*Goal:*
Rewrite every line of the entries below as a Markdown table with the columns "Row" and "Line", numbering each row and skipping blank lines. Leave the pictures out of the table.
+-------+
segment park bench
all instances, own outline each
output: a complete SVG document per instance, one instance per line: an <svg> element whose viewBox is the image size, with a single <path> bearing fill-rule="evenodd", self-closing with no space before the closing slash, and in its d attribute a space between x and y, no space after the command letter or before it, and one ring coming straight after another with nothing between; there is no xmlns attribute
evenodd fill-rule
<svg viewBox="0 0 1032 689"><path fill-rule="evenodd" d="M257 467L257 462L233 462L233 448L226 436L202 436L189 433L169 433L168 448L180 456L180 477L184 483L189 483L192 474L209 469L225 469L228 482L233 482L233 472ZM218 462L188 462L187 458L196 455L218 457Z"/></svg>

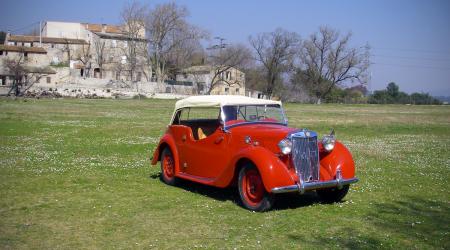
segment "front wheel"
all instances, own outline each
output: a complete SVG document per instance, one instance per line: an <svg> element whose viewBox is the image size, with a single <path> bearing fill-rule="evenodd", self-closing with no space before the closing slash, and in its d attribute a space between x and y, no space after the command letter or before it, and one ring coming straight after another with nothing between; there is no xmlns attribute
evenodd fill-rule
<svg viewBox="0 0 450 250"><path fill-rule="evenodd" d="M267 193L258 169L246 165L239 171L239 195L245 208L263 212L272 208L273 198Z"/></svg>
<svg viewBox="0 0 450 250"><path fill-rule="evenodd" d="M341 189L336 188L327 188L327 189L319 189L317 190L317 194L319 197L326 203L339 202L348 193L350 185L345 185Z"/></svg>
<svg viewBox="0 0 450 250"><path fill-rule="evenodd" d="M168 185L174 186L177 183L175 177L175 160L172 151L168 147L161 154L161 179Z"/></svg>

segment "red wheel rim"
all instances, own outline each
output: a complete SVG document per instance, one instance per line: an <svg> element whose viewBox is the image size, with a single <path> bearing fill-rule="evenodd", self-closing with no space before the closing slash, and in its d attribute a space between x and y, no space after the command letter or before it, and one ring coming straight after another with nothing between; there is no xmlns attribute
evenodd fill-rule
<svg viewBox="0 0 450 250"><path fill-rule="evenodd" d="M264 198L264 185L261 176L255 169L245 172L242 178L242 194L251 206L258 206Z"/></svg>
<svg viewBox="0 0 450 250"><path fill-rule="evenodd" d="M163 159L164 176L166 176L168 179L172 179L174 176L174 172L175 172L174 170L175 170L175 166L174 166L172 156L165 155L164 159Z"/></svg>

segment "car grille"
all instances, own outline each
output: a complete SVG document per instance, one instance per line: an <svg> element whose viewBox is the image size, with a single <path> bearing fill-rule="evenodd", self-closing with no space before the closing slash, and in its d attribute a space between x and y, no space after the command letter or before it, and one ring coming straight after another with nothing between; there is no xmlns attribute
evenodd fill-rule
<svg viewBox="0 0 450 250"><path fill-rule="evenodd" d="M292 137L292 161L300 180L304 182L319 180L319 149L317 136Z"/></svg>

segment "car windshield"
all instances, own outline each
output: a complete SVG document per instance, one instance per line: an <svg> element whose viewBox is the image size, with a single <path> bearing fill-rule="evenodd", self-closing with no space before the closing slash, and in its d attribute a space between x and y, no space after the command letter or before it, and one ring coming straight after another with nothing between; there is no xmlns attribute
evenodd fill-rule
<svg viewBox="0 0 450 250"><path fill-rule="evenodd" d="M278 104L271 105L230 105L223 106L225 126L241 123L287 124L283 109Z"/></svg>

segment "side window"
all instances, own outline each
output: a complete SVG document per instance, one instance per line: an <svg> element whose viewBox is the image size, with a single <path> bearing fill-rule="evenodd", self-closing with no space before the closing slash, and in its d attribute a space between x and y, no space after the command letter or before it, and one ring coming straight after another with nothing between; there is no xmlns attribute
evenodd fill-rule
<svg viewBox="0 0 450 250"><path fill-rule="evenodd" d="M189 112L181 113L181 115L182 115L181 120L217 120L217 119L219 119L219 114L220 114L219 108L189 108L187 110ZM187 117L186 117L186 115L187 115Z"/></svg>

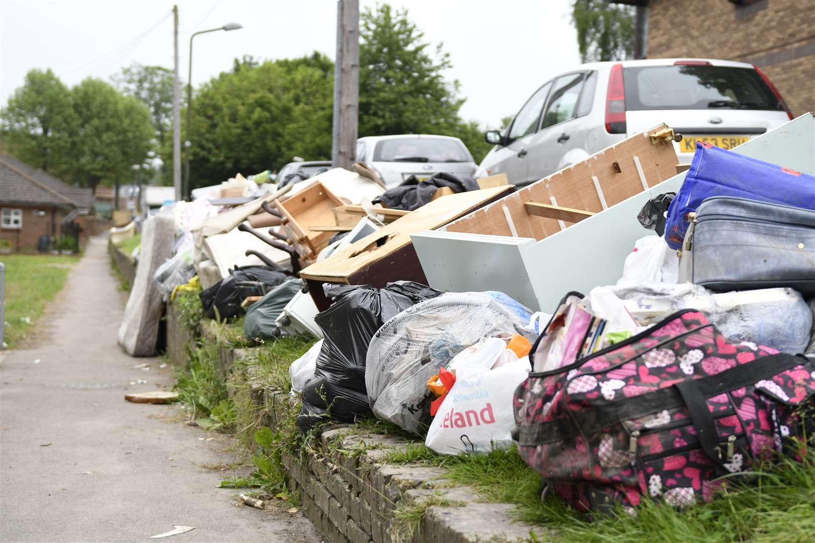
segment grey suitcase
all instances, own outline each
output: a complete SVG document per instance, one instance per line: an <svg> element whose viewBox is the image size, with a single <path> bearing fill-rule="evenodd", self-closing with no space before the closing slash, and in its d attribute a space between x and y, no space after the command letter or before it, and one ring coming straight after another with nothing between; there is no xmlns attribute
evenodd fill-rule
<svg viewBox="0 0 815 543"><path fill-rule="evenodd" d="M815 211L706 199L682 243L679 282L722 291L791 287L815 296Z"/></svg>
+-------+
*The completed task:*
| Row | Line |
|---|---|
| 1 | segment park bench |
| 2 | all instances, own outline each |
| 3 | output: a complete SVG document per instance, one instance per line: an <svg> element whose viewBox is the image size, with a single <path> bearing fill-rule="evenodd", self-closing with no space before the closing slash, and in its d attribute a space between x and y, no space after the command letter or before it, and one ring coming straight after another with nothing between; there is no xmlns attribute |
| 4 | evenodd fill-rule |
| 5 | <svg viewBox="0 0 1032 689"><path fill-rule="evenodd" d="M257 467L257 462L233 462L233 448L226 436L202 436L189 433L169 433L168 448L180 456L180 477L184 483L189 483L192 474L209 469L225 469L228 482L233 482L233 472ZM218 462L188 462L187 458L196 455L218 457Z"/></svg> |
| 6 | segment "front wheel" |
| 7 | all instances, own outline each |
| 8 | output: a complete SVG document per instance, one instance per line: an <svg> element whose viewBox is the image size, with a single <path> bearing fill-rule="evenodd", self-closing with no space before the closing slash, and in its d attribute a space between x and y, no space after the command letter or before it, and one ring coming straight after another with nothing between; there is no xmlns attribute |
| 9 | evenodd fill-rule |
| 10 | <svg viewBox="0 0 450 250"><path fill-rule="evenodd" d="M267 193L258 169L246 165L239 171L239 195L245 208L263 212L272 208L273 198Z"/></svg> |
| 11 | <svg viewBox="0 0 450 250"><path fill-rule="evenodd" d="M341 189L336 188L327 188L327 189L319 189L317 190L317 194L319 197L326 203L339 202L348 193L350 185L345 185Z"/></svg> |
| 12 | <svg viewBox="0 0 450 250"><path fill-rule="evenodd" d="M168 185L174 186L177 183L175 177L175 160L172 151L168 147L161 154L161 179Z"/></svg> |
| 13 | segment "red wheel rim" |
| 14 | all instances, own outline each |
| 15 | output: a complete SVG document per instance, one instance per line: an <svg> element whose viewBox is the image size, with a single <path> bearing fill-rule="evenodd", self-closing with no space before the closing slash, and in its d attribute a space between x and y, no space after the command letter or before it, and one ring coming straight after another with nothing between; there is no xmlns attribute |
| 16 | evenodd fill-rule |
| 17 | <svg viewBox="0 0 450 250"><path fill-rule="evenodd" d="M264 198L264 185L261 176L255 169L245 172L242 178L242 194L251 206L258 206Z"/></svg> |
| 18 | <svg viewBox="0 0 450 250"><path fill-rule="evenodd" d="M163 159L164 176L166 176L168 179L172 179L174 176L174 172L175 172L174 170L175 170L175 166L174 166L172 156L165 155L164 159Z"/></svg> |
| 19 | segment "car grille" |
| 20 | all instances, own outline each |
| 21 | output: a complete SVG document per instance, one instance per line: an <svg> element whose viewBox is the image size, with a single <path> bearing fill-rule="evenodd", self-closing with no space before the closing slash, and in its d attribute a space between x and y, no space after the command letter or before it, and one ring coming straight after another with nothing between; there is no xmlns attribute |
| 22 | evenodd fill-rule |
| 23 | <svg viewBox="0 0 450 250"><path fill-rule="evenodd" d="M292 137L292 161L300 180L304 182L319 180L319 149L317 136Z"/></svg> |
| 24 | segment "car windshield" |
| 25 | all instances, own outline each |
| 26 | output: a complete SVG document per instance, one instance per line: an <svg> element whose viewBox is the image size, with a single <path> bearing fill-rule="evenodd", self-closing with no space before the closing slash, and in its d attribute a space between x and y, no space after the command letter or before it, and one ring coming straight after another with nothing between; there is no xmlns attribute |
| 27 | evenodd fill-rule |
| 28 | <svg viewBox="0 0 450 250"><path fill-rule="evenodd" d="M278 104L271 105L230 105L223 106L225 126L241 123L287 124L283 109Z"/></svg> |
| 29 | segment "side window" |
| 30 | all instances, own outline each |
| 31 | output: a complete SVG document per instance, one instance per line: an <svg> element whose viewBox is the image size, with a single <path> bearing fill-rule="evenodd", self-closing with no space before the closing slash, and in its d attribute a space between x and y, no space after the command letter or before it, and one ring coming straight after another with nothing between; there is no xmlns attribute |
| 32 | evenodd fill-rule |
| 33 | <svg viewBox="0 0 450 250"><path fill-rule="evenodd" d="M189 112L181 113L181 115L182 115L181 120L217 120L217 119L219 119L219 114L220 114L219 108L189 108L187 110ZM187 117L186 117L186 115L187 115Z"/></svg> |
| 34 | segment grey suitcase |
| 35 | all instances, own outline each |
| 36 | output: a complete SVG document per instance, one instance per line: an <svg> element whose viewBox is the image size, with a single <path> bearing fill-rule="evenodd", self-closing with no space before the closing slash, and in its d attribute a space between x and y, no space after the command letter or before it, and one ring coming straight after another with nothing between; there is no xmlns attribute |
| 37 | evenodd fill-rule |
| 38 | <svg viewBox="0 0 815 543"><path fill-rule="evenodd" d="M815 211L706 199L682 243L679 282L722 291L791 287L815 296Z"/></svg> |